Exercise directions
Every line that includes the word "surface" needs to be copied from the listing.

Data records

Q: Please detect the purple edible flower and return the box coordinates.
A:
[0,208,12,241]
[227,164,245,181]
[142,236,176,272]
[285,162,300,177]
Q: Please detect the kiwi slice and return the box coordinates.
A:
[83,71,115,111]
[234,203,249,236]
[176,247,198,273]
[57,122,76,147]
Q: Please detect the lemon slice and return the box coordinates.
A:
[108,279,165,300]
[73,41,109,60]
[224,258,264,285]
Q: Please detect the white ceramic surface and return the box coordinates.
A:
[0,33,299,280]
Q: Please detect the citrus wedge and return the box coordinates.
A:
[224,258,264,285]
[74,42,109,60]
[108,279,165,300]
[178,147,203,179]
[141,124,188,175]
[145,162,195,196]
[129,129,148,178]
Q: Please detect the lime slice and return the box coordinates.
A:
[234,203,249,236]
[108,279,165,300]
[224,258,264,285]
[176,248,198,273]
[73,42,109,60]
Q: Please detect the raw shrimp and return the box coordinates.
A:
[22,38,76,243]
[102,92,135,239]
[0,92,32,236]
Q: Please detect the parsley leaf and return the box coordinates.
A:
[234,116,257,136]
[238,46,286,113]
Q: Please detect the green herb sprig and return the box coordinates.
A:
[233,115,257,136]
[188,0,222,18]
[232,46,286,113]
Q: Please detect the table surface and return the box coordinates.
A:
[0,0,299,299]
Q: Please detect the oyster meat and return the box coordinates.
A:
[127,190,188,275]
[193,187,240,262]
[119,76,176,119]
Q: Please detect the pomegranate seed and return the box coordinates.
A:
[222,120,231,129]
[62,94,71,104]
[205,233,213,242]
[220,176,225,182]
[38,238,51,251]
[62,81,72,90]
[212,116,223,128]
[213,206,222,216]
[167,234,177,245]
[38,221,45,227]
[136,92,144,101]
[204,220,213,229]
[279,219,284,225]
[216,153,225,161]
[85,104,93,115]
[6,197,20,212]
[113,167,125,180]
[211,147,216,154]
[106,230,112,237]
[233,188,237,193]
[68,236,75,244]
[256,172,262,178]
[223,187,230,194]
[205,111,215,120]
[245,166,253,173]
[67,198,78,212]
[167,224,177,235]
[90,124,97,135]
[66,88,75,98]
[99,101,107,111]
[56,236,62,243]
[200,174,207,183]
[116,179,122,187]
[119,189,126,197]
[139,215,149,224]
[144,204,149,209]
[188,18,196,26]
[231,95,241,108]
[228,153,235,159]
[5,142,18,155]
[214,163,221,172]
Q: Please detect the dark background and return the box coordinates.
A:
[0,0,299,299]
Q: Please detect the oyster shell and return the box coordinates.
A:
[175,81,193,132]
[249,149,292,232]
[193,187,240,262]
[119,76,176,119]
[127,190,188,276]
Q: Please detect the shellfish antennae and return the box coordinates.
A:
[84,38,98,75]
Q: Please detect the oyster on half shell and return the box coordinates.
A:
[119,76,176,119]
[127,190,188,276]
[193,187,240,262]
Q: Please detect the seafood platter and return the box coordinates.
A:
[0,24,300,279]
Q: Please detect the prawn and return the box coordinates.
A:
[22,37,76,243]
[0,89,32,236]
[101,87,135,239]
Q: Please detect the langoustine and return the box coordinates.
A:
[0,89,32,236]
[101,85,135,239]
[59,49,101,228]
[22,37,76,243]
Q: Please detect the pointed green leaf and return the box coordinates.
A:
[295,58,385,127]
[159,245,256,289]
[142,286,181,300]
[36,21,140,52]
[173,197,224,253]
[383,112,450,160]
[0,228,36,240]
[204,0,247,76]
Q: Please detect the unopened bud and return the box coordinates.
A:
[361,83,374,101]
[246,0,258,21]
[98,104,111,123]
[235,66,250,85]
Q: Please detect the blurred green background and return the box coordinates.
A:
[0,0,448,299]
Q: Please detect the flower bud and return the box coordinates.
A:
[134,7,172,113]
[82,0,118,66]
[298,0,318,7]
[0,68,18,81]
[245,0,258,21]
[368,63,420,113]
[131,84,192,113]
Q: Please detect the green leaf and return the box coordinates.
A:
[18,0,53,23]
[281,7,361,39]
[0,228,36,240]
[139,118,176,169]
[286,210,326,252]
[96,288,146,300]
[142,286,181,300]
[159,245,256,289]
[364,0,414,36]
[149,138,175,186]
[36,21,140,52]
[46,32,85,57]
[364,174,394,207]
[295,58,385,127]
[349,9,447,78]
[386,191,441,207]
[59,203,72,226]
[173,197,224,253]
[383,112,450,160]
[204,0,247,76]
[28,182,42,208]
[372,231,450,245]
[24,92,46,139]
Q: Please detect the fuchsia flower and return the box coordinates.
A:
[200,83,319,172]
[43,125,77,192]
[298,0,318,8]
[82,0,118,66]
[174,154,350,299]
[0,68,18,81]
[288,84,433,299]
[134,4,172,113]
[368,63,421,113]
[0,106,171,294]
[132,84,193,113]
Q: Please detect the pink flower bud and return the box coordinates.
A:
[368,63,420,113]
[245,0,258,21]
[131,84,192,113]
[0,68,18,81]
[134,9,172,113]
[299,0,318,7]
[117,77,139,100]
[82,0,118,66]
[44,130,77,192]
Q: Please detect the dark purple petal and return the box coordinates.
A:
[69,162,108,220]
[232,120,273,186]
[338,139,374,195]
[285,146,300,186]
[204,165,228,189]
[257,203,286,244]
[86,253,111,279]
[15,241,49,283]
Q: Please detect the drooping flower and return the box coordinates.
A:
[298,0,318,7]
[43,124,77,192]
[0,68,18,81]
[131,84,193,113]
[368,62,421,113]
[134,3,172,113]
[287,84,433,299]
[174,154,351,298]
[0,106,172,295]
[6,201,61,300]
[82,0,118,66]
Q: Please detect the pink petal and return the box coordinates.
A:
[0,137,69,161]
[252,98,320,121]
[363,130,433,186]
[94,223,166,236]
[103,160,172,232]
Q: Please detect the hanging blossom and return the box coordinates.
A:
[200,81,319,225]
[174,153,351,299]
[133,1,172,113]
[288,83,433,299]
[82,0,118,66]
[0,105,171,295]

Completed task
Q: Please detect the white ceramic surface and return the box coordinates.
Q: Please detect the table surface and return the box coordinates.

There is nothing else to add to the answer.